Reproduce, with no changes, the line that contains "Identify and tightly box the white wall" and all the lines that come after it in the records.

☆ ☆ ☆ ☆

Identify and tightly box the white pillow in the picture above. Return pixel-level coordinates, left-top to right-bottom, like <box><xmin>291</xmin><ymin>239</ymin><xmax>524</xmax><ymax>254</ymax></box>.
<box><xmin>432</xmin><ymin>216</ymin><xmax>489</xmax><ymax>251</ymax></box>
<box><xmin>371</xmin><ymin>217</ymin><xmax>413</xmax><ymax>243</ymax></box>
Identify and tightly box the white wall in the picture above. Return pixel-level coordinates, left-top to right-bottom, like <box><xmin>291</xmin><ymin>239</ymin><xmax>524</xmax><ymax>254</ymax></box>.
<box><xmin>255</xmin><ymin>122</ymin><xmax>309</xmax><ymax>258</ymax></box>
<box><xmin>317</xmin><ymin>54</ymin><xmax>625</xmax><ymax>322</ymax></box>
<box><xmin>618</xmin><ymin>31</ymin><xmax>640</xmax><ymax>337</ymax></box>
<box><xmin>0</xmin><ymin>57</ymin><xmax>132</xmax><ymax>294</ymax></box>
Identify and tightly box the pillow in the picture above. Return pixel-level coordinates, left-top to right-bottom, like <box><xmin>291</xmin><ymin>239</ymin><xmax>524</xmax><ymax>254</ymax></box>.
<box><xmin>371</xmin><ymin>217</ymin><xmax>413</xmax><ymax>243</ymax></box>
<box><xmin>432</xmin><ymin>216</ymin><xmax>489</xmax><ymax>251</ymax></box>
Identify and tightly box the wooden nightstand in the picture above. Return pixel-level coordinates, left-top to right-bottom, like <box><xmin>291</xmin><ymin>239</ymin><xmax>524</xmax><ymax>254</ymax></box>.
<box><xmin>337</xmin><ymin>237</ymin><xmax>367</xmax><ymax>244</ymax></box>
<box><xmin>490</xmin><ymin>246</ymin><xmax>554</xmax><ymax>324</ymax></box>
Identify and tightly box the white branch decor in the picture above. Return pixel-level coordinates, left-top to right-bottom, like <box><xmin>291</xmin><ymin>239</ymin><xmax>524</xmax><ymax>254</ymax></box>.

☆ ☆ ☆ ☆

Task answer:
Identify and tightly box the white wall in the picture above. Return pixel-level coordinates, left-top to right-bottom, like <box><xmin>291</xmin><ymin>239</ymin><xmax>524</xmax><ymax>254</ymax></box>.
<box><xmin>255</xmin><ymin>122</ymin><xmax>309</xmax><ymax>258</ymax></box>
<box><xmin>317</xmin><ymin>54</ymin><xmax>625</xmax><ymax>322</ymax></box>
<box><xmin>618</xmin><ymin>31</ymin><xmax>640</xmax><ymax>337</ymax></box>
<box><xmin>0</xmin><ymin>57</ymin><xmax>132</xmax><ymax>294</ymax></box>
Identify and tightly box the pillow in the picture above. Return pixel-level coordinates, left-top to right-bottom, like <box><xmin>291</xmin><ymin>239</ymin><xmax>524</xmax><ymax>254</ymax></box>.
<box><xmin>371</xmin><ymin>217</ymin><xmax>413</xmax><ymax>243</ymax></box>
<box><xmin>432</xmin><ymin>216</ymin><xmax>489</xmax><ymax>251</ymax></box>
Identify and tightly box the wooden nightstand in the picture above. Return pixel-level coordinates, left-top to right-bottom, like <box><xmin>291</xmin><ymin>239</ymin><xmax>524</xmax><ymax>254</ymax></box>.
<box><xmin>337</xmin><ymin>237</ymin><xmax>367</xmax><ymax>244</ymax></box>
<box><xmin>490</xmin><ymin>246</ymin><xmax>554</xmax><ymax>324</ymax></box>
Identify and tightly box the white branch decor in the picture above. Return pixel-level coordinates, left-top to right-bottom, like <box><xmin>291</xmin><ymin>239</ymin><xmax>524</xmax><ymax>254</ymax></box>.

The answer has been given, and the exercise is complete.